▶ [WORK REQUIRED]:
Reproduce verbatim the lines running from the line that contains "the dark night" through the final line of the rows below, both ends included.

Rows from a point annotation set:
======
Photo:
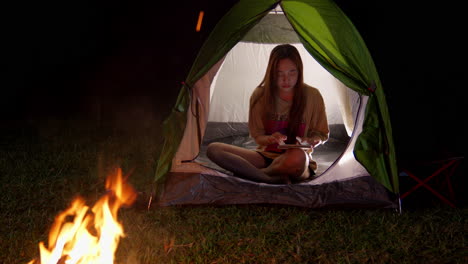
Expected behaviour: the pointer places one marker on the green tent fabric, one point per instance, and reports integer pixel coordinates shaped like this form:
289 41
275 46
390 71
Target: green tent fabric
331 38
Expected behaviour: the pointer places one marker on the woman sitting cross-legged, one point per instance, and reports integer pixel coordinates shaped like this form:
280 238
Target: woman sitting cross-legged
283 109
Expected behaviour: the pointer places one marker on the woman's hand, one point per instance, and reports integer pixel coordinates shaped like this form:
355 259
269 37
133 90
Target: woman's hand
277 137
314 140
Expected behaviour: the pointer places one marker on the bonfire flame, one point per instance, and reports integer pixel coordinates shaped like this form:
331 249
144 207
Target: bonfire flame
80 235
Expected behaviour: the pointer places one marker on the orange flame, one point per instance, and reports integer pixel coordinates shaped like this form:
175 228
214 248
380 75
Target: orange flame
79 235
199 21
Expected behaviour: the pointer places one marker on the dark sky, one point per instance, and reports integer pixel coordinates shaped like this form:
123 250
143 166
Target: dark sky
63 56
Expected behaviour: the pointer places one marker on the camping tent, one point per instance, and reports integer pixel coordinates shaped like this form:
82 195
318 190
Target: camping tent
212 106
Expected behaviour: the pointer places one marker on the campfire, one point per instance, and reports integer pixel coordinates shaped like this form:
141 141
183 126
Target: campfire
81 234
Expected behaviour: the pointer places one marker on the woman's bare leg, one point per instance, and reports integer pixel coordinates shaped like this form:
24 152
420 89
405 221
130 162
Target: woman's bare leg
294 163
242 162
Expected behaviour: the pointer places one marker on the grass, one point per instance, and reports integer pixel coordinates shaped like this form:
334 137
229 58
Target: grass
42 171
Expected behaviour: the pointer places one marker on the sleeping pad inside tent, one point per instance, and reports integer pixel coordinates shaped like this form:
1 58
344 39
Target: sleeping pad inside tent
213 106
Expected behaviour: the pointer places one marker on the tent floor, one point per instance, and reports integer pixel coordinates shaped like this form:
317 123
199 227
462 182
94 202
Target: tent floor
219 187
205 189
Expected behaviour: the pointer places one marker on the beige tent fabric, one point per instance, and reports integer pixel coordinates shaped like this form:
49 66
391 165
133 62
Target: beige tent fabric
190 145
243 70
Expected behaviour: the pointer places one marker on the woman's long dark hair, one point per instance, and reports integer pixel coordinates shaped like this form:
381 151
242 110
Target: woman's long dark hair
268 88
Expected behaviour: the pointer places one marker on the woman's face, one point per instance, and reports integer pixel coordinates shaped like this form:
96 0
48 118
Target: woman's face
286 75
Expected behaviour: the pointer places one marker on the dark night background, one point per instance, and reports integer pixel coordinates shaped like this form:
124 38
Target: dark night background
122 62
======
▶ [FULL RESPONSE]:
Expected behaviour: the pointer places one marker on the dark night background, one point per instance, and reports integer pixel coordinates shaped like this form:
124 38
Target: dark night background
122 62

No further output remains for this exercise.